• Tasks for this exercise:
(a) Answer these questions using the comment thread on mental illness.
(i) What illness did the first commenter name when asking a man about taking someone to prayer houses?
(ii) What anniversary is Green congratulated on?
(iii) Which movie does Green say might be to blame for how people view mental problems?
(b) Print the part of the comment thread on mental illness that opens with the words containing "It's good to" and closes with "a family gathering.".
(c) Proceed with the comment thread on mental illness, picking up after its last sentence.
BEGIN Extract provided
It's good to see yet another of your post, most of the times it feels as if I'm reading an interesting story without the jargons that usually fill posts of this nature. Sadly, most people still treat any mental disorder as something "spiritual" rather than just some disorder. I once asked one man, "Why don't you take someone suffering malaria to prayer houses?" He said that will be a foolhardy decision. I then asked, "why then do most people advocate such when it comes to mental disorder?" He was speechless.

Goodness me Green! What a wonderful surprise to see your comment here in my feed 😃 I thought of you not long ago, when a discussion about Elon Musk unfolded during a family gathering.

The situation you described here just illustrates the whole new "category" people tend to place psychological disorders in! And of course, as you also observed, depending on the local culture they range from being something "spiritual" to being something "unreal".

However, just the fact that people like you have the energy and will to challenge this type of belief and attempt to shake superstition off other's views, makes me optimistic about what the future hold for the understanding of mental illness :)

Thank you so much for stopping by Green!
I wish you a wonderful rest of the day ❤

Ps: Congratulations on your 2-year Steemit Anniversary. We have been around these quarters for the same length of time.

Wow, that's a nice thing to say. Imagine me in the Elon Musk discussion :) Thank you for the well wish.
I've been around, just lost in my little world. The outside world aka work is taking all my time these days. I'm fighting it so I can win and get more time for me time :) Hahaha.

It's always a pleasure to read your article, which I often share with people who tend to think there is something so much extraordinary about mental problems. I guess we have movies like Exorcist to blame for this :(

The outside world aka work is taking all my time these days.
END Extract provided
BEGIN Source data
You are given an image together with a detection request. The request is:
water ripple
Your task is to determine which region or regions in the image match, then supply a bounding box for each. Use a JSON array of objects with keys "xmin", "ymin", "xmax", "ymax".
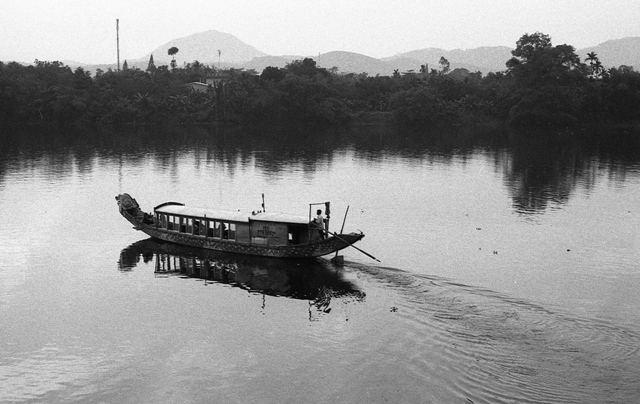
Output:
[{"xmin": 350, "ymin": 264, "xmax": 640, "ymax": 403}]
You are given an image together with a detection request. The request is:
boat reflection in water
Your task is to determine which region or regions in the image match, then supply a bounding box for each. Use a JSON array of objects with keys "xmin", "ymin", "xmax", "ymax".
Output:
[{"xmin": 118, "ymin": 238, "xmax": 365, "ymax": 313}]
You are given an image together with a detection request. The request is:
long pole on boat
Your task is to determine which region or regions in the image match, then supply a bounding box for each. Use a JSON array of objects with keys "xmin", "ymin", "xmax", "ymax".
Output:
[
  {"xmin": 333, "ymin": 205, "xmax": 349, "ymax": 259},
  {"xmin": 326, "ymin": 231, "xmax": 382, "ymax": 262},
  {"xmin": 314, "ymin": 225, "xmax": 382, "ymax": 262}
]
END Source data
• Answer list:
(a)
(i) Malaria.
(ii) A 2-year Steemit anniversary.
(iii) Exorcist.

(b)
It's good to see yet another of your post, most of the times it feels as if I'm reading an interesting story without the jargons that usually fill posts of this nature. Sadly, most people still treat any mental disorder as something "spiritual" rather than just some disorder. I once asked one man, "Why don't you take someone suffering malaria to prayer houses?" He said that will be a foolhardy decision. I then asked, "why then do most people advocate such when it comes to mental disorder?" He was speechless.

Goodness me Green! What a wonderful surprise to see your comment here in my feed 😃 I thought of you not long ago, when a discussion about Elon Musk unfolded during a family gathering.

(c)
Yep! I know exactly how that feels like ! Sometimes it's just impossible to juggle. Then ... priorities first! :D
I often share with people who tend to think there is something so much extraordinary about mental problems

Thank you so much Green! This truly means a lot to me. Yeah, mainstream media and the entertainment industry don't make mental health professional's lives any easier 😣

You take care & have a wonderful week! :)

Thank you
It's an another Friday :)

Hey green, how are you doing?
I read you comment and following my immediate urge to respond :)

I think you know why that is (talking about the last question of your comment). When you are sad or depressed, you would like to speak to someone with empathy and patience. Once, that was a priest or a shaman, nowadays it's a little more tricky. Maybe you live in a place where a shift in seeing mental sickness happens in a different manner. Here you don't go usually to a priest but to a therapist. But waiting lists are long and being embedded somewhere you can get consolation and understanding not a sure thing. I have nothing against the term "spiritual" in connection with depression or other mental issues. Maybe it's different from where you are. Nobody here seems superstitious anymore and therefor this term can be used without being categorized too much.

How is it for you? Is where you live enough covered for people with mental diseases? Do you have enough therapists or other health facilities?

Oof. A touchy subject.

I have dealt with a friend who has bipolar disorder. The fact is, he is fine as long as he is on his meds. Problems only occurs when he stops doing that. After the latest manic episode, he's becoming more vigilant about taking care of himself.

I also have a loved one who I believe may be suffering from a "cluster b" personality disorder (not bipolar). The unfortunate part about that is it's harder to prove and they are high functioning in society. However, dealing with them can be a nightmare emotionally when they are acting out.

Like you said, there is still stigma attached to mental illness that people are unwilling to believe their loved ones may have issues and need help. Instead, the afflicted are either left isolated or allowed to continue their rampage against those around them.

Hello there @enforcer48 :)

What a wonderful comment! Thank you for taking the time to add yet another point of this touchy topic: that which reveals the position of those dealing with someone who has a mental illness. Further, I truly appreciate your honesty. Yes, it can be a very emotionally draining situation to be in.

Further still, highlighting your friend's experience of learning to look after himself in order to keep a productive life going just shows how mental illnesses can be kept under control and how they can be managed. This is not easy, though. But, it is far from being impossible. Rather than passive recipients of their treatment individuals with psychological disorders are active agents in their own improvement.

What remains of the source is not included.